▶ [PROMPT]: Continue the conversation about "wiggle room" and well-worn things from the point at which it ends.

==== QUOTED PASSAGE

So you treasure shittiness.
I treasure a kind of shittiness. I use this phrase a lot: “wiggle room”. When something is shitty or well read, or lived in, or whatever you want to call it, there’s room to get in there and move around. When I was a kid I had this bike, and I wasn’t into bikes the way people we know are into bikes, I was 9 or something, I just rode around. Anyway for a variety of reasons we won’t go into I ended up with a nice bike, and not to be dramatic but the cost of the bike was impressed on me. I was aware that it was an expensive thing. And as a consequence I didn’t do the stuff I wanted to: ghost ride it down a hill, skid way out, leave it in the rain, not worry about it getting stolen… Nick had a bike that was a total piece of shit and it was way more fun to ride… Nick’s bike had wiggle room. It’s funny, i’ve been watching a lot of movies with Socko… you know what her favorite movie is, all time?
…
It’s Terminator. The first one. “Terminator: Just”.

========
==== SUPPLIED RECORDS

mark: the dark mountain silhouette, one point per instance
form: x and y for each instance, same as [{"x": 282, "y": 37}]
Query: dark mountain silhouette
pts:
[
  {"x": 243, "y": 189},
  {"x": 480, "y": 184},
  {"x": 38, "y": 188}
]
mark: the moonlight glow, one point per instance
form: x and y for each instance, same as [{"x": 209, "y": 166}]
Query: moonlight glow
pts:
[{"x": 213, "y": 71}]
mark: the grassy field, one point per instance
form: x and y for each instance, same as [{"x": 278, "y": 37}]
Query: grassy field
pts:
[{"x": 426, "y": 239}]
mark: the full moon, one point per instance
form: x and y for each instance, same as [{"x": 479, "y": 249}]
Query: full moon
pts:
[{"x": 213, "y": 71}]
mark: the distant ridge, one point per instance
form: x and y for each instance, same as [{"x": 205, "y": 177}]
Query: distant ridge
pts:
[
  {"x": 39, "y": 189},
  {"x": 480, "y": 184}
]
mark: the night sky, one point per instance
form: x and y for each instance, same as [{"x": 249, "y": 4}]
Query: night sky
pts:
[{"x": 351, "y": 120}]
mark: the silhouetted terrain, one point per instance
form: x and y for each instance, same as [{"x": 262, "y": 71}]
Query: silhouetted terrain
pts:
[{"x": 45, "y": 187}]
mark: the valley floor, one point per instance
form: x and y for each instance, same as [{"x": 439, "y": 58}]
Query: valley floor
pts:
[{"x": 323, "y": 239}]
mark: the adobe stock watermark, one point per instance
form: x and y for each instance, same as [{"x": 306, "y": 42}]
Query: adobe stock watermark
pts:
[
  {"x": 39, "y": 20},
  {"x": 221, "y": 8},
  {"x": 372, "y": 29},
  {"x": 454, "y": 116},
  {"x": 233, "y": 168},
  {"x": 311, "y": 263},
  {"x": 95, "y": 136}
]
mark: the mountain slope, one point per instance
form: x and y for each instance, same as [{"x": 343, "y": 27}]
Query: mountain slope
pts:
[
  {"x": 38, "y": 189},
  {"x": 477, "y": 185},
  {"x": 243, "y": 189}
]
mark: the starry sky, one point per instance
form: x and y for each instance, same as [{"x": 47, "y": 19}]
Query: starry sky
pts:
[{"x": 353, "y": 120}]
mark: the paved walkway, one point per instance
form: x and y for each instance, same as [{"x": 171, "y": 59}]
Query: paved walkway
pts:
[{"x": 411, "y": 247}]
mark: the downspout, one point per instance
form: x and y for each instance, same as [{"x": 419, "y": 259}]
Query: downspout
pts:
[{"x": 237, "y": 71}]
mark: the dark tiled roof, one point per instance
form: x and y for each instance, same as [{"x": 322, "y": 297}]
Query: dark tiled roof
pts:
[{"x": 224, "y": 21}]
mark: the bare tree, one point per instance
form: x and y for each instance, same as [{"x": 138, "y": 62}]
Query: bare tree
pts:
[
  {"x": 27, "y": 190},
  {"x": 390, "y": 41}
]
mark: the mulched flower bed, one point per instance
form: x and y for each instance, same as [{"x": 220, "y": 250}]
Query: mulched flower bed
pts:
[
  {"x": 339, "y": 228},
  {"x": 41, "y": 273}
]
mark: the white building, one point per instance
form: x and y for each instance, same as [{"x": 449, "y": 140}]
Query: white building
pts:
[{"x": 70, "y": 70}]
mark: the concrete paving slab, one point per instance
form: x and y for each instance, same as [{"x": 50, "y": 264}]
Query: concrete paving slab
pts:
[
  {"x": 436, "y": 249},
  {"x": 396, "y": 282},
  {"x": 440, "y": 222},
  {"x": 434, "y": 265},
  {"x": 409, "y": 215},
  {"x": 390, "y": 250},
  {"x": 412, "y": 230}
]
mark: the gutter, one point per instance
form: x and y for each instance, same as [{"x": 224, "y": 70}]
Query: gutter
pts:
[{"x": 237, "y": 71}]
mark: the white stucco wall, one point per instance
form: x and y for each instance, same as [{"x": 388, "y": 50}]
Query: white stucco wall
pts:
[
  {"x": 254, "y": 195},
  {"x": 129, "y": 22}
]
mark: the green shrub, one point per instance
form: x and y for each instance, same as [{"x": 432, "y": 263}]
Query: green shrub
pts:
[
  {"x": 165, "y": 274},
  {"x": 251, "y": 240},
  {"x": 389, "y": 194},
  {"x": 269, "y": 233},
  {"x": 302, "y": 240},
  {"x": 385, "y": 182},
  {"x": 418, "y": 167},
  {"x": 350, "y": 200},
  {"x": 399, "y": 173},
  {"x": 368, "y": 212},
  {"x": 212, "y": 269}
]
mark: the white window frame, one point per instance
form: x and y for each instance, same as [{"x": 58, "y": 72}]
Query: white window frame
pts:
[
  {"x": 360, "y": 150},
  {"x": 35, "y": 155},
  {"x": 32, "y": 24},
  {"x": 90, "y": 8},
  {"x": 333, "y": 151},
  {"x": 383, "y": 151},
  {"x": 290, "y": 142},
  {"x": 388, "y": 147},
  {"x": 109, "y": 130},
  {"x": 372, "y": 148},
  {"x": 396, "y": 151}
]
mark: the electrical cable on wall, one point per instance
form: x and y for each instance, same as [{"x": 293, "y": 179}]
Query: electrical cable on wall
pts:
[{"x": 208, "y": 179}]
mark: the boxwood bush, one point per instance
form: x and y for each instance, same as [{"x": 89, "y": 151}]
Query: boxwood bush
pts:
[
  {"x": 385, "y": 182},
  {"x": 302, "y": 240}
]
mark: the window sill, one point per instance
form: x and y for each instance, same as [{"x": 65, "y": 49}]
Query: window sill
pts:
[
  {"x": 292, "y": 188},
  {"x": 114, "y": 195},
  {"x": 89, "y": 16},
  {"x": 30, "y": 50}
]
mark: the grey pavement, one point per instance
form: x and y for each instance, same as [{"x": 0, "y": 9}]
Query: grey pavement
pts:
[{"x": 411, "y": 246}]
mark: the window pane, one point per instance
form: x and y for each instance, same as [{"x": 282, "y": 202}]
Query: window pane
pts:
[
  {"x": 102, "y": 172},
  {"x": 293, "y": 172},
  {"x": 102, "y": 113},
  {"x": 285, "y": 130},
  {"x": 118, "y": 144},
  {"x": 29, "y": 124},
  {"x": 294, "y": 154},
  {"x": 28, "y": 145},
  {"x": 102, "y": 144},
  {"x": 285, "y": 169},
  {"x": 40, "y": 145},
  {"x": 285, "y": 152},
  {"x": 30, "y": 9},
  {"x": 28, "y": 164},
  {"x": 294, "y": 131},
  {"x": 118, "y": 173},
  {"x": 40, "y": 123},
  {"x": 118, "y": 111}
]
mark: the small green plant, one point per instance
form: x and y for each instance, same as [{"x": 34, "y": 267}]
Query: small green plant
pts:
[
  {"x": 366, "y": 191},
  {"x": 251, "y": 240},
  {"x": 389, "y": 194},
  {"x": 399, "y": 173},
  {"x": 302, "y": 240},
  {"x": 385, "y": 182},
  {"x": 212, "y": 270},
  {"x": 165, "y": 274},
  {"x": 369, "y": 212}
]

========

▶ [REPLY TO THE TASK]:
I asked her what she liked about it, she said something that really blew my mind. She was like “it’s a peaceful, easy-breathing feeling”. Can you believe it? This is Terminator! I had to triple check we’re talking about the same movie! What she likes about it, and bear in mind that she’s a classically trained pianist, who has rejected that, and feels oppressed to some degree by the scale, anyway this is my understanding of what she likes about it, is that the movie was just… made. Like, it was “just made”. Not like it was recently made– like “Let’s Just Make A Movie”. It’s a good movie, great even, but it’s not “a great movie” like tortured authorship debt to the world etc.. They had an idea, they made a movie, I mean they wanted to succeed, but it’s a strong and interesting genre film, that’s the domain. It’s great without reaching, wanting, or in many ways getting, in this way that might seem rare if you’re mostly around “great art”.
So anyway, I bought this (V) and then I’m waiting outside Nick’s house, and it starts raining, and I sit under a tree and read. And I’m under the tree but I’m still getting stray drops, and then as it turns out I stay under the tree too long, it had well stopped raining but I’m still getting rained on just because the tree is like drying off. Anyway the rain fell on the pages and it didn’t bother me, it was nice. But if I had a Traditional Nice copy, the book would’ve been unavailable to me at that time, and even a sort of stressor. Oh, also the book has 2 peoples’ names written on the inside, which is a nice feeling. And there’s one underline so far that I’ve found, hold on, (finds page)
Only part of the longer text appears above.